» WORK INSTRUCTION
Please reproduce word for word the part of the ammonia passage that begins with "Although common in" and ends after "human health (2).".

Ammonia and ammonia byproducts have a multitude of applications. For example, ammonia is often employed as a refrigerant in cooling systems. Compression converts it into a liquid with relative ease. When converted back into a gas, it absorbs heat. The textile industry uses ammonia in the dyeing of wool, cotton, and silk, as well as in the production of nylon. Household floor cleaners and detergents commonly use ammonia. Chemical process industries (CPI) facilities use ammonia for pH control and to manage NOx. NOx, when combined with ammonia under the correct conditions, produces nitrogen and water. Ammonia is also an important ingredient in fermentation processes — it serves as a source of nitrogen to encourage microorganism growth and adjust the pH.

Although common in nature and widely used industrially, ammonia can damage human health and ecosystems. In many countries, including the U.S., authorities classify ammonia as an extremely hazardous substance. Facilities that produce, store, or use it in significant quantities must follow strict reporting procedures. In the atmosphere, gaseous ammonia reacts with other pollutants to form tiny particles of ammonium salts that degrade air quality and, by affecting breathing, harm human health (2).

[Stored data entries]
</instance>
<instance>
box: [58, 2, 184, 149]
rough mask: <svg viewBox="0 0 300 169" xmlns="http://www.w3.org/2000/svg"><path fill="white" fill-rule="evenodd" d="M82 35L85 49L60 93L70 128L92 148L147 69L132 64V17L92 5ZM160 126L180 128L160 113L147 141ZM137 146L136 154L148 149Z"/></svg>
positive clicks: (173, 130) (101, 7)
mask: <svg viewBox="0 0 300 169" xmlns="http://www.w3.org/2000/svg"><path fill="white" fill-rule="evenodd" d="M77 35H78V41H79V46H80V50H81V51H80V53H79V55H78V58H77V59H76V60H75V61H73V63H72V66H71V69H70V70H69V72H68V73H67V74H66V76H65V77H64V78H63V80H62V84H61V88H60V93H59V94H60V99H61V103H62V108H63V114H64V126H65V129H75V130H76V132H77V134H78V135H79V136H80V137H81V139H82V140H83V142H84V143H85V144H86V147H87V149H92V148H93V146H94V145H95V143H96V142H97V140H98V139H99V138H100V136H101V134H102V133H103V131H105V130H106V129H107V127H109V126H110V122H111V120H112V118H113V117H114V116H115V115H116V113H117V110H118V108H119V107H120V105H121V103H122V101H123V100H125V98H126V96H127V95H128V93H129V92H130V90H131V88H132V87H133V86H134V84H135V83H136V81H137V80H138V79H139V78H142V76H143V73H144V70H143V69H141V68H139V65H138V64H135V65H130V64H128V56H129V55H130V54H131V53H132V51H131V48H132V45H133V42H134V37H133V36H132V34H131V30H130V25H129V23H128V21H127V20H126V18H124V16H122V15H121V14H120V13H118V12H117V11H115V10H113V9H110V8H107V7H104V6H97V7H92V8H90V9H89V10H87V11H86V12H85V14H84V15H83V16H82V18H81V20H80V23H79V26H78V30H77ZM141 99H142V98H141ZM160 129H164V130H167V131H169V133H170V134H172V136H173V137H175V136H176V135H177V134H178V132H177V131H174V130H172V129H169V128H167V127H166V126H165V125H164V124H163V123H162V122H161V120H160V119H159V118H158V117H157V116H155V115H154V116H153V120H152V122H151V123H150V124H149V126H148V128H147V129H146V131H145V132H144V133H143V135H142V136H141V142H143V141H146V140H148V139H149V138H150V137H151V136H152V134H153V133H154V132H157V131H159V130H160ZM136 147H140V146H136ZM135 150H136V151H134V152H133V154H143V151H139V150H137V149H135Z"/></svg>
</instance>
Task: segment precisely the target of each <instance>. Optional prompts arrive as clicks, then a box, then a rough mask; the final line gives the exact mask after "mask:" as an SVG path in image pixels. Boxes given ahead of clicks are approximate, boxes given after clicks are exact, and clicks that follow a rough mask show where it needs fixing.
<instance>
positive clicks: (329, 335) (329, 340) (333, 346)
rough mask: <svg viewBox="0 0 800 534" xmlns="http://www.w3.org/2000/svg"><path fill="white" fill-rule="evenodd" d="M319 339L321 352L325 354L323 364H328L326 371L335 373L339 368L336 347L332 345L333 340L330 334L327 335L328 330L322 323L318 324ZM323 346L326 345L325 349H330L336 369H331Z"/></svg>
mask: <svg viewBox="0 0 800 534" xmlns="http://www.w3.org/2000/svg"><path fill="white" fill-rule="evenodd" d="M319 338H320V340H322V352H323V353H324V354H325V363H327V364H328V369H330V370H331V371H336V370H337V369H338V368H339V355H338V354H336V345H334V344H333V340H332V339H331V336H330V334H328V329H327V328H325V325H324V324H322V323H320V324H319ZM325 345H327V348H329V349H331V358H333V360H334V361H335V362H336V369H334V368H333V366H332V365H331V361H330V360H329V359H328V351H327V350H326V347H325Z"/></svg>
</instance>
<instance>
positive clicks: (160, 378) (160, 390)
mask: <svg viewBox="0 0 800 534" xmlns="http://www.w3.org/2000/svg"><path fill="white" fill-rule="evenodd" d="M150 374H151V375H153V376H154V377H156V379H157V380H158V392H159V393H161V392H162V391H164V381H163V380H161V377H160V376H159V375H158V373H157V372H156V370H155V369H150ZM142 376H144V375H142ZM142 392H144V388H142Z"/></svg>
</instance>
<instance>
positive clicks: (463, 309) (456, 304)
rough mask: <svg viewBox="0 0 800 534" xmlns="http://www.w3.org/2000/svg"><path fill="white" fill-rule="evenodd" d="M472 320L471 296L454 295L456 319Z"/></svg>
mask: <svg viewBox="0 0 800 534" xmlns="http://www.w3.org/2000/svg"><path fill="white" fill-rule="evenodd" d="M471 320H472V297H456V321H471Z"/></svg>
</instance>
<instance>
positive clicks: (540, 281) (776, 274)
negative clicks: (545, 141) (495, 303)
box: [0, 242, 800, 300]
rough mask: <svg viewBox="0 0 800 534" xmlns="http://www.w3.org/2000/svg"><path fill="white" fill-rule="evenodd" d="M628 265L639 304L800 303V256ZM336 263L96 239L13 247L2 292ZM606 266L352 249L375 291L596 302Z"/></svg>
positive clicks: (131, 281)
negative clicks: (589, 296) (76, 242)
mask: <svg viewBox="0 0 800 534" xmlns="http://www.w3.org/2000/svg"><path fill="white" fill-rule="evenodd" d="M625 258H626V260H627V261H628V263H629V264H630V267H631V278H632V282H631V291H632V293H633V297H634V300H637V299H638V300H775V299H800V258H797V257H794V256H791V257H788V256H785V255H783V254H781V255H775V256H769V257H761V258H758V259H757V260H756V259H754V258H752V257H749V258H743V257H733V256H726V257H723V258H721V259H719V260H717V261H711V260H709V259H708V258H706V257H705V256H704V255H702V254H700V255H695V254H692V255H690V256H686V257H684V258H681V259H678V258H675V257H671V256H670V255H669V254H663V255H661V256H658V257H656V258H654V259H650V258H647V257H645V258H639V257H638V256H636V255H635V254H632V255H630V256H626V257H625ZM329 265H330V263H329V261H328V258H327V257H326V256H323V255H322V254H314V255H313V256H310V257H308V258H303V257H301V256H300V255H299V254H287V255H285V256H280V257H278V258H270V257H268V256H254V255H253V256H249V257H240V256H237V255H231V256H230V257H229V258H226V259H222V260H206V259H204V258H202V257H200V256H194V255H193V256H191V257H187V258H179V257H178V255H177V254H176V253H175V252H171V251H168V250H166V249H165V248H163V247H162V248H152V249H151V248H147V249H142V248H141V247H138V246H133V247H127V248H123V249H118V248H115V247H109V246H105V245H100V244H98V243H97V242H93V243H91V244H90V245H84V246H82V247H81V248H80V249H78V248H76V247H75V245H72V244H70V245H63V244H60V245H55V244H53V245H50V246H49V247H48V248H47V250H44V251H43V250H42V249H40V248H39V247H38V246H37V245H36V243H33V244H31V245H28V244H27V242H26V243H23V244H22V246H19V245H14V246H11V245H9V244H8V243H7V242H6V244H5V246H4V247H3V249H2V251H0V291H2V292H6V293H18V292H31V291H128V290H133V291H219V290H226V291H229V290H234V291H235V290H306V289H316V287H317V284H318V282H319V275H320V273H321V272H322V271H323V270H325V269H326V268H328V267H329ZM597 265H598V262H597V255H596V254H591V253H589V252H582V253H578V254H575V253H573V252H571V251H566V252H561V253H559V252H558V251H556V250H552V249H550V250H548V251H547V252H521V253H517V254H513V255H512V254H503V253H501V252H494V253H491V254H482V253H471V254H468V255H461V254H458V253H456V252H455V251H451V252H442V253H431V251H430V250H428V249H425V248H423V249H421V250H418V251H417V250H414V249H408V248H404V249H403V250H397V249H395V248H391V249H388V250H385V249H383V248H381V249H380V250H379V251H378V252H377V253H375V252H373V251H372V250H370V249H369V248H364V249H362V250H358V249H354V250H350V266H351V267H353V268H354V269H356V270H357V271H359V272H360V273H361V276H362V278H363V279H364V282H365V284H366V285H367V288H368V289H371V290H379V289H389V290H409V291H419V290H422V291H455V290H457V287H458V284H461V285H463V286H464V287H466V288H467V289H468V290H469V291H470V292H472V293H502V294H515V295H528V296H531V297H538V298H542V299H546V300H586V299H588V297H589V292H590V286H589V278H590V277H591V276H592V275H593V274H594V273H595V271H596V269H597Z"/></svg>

» RESULT OF THE EXERCISE
Although common in nature and widely used industrially, ammonia can damage human health and ecosystems. In many countries, including the U.S., authorities classify ammonia as an extremely hazardous substance. Facilities that produce, store, or use it in significant quantities must follow strict reporting procedures. In the atmosphere, gaseous ammonia reacts with other pollutants to form tiny particles of ammonium salts that degrade air quality and, by affecting breathing, harm human health (2).